** Opening Excerpt block **
The Cambridge History of English and American Literature in 18 Volumes (1907–21).
Volume XIV. The Victorian Age, Part Two.
§ 24. Thomas Graham
Thomas Graham was a shy, retiring man, most of whose life was spent in his laboratory. There is a tradition in the Glasgow institution, where he taught chemistry in his younger days, before moving to London (in his later years he was master of the mint), that, when he came into the lecture theatre, to deliver his first lecture to a large audience, he looked around in dismay and fled.
Graham established the fundamental phenomena of the diffusion of gases and of liquids; he distinguished, and applied the distinction, between crystalloids, solutions of which pass through animal and vegetable membrances, and colloids, which do not pass through those membranes. The investigation of the behaviour of colloidal substances has led in recent years, to great advances in the knowledge of phenomena common to chemistry, physics and biology.
Electrochemistry, the study of the connections between chemical and electrical actions, has been productive, in recent years, of more far-reaching results than have been obtained in any other branch of physical chemistry. Much of what has been done in the last half-century is based on the work of Faraday, and, indirectly, on the suggestion of Davy. Both were men of genius, that is, men who see the central position of the problem they are investigating, who seize and hold that position until the problem is solved, letting the surface phenomena, for the time, “go to the dogs, what matters?” Men of genius work from the centre outwards.
** Closing Excerpt block **
** Opening Provided data block **
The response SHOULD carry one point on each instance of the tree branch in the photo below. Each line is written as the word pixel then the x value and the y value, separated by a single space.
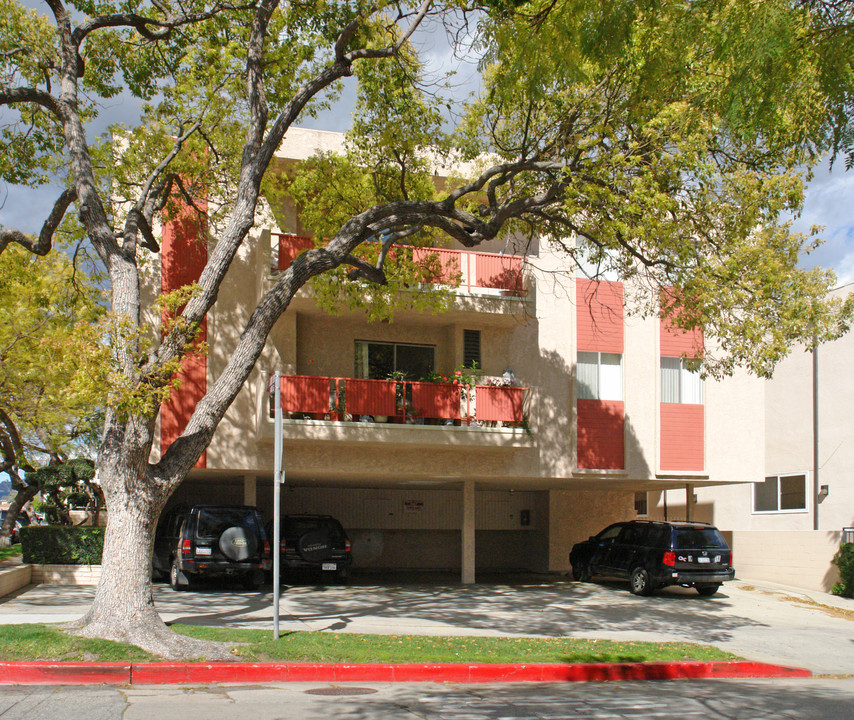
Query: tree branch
pixel 43 244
** Closing Provided data block **
**Problems to solve:**
(A) Name every person the passage on Thomas Graham mentions.
(B) In the passage on Thomas Graham, rewrite everything from "The Cambridge History" down to "dismay and fled.", changing "laboratory" to "workshop".
(C) Answer these questions from the passage on Thomas Graham:
(i) What did Graham teach at the Glasgow institution?
(ii) What position did he hold in his later years?
(iii) On whose work is much of the last half-century's electrochemistry based?

**Outputs in order:**
(A) Thomas Graham, Faraday, Davy

(B)
The Cambridge History of English and American Literature in 18 Volumes (1907–21).
Volume XIV. The Victorian Age, Part Two.
§ 24. Thomas Graham
Thomas Graham was a shy, retiring man, most of whose life was spent in his workshop. There is a tradition in the Glasgow institution, where he taught chemistry in his younger days, before moving to London (in his later years he was master of the mint), that, when he came into the lecture theatre, to deliver his first lecture to a large audience, he looked around in dismay and fled.

(C)
(i) Chemistry
(ii) Master of the mint
(iii) Faraday's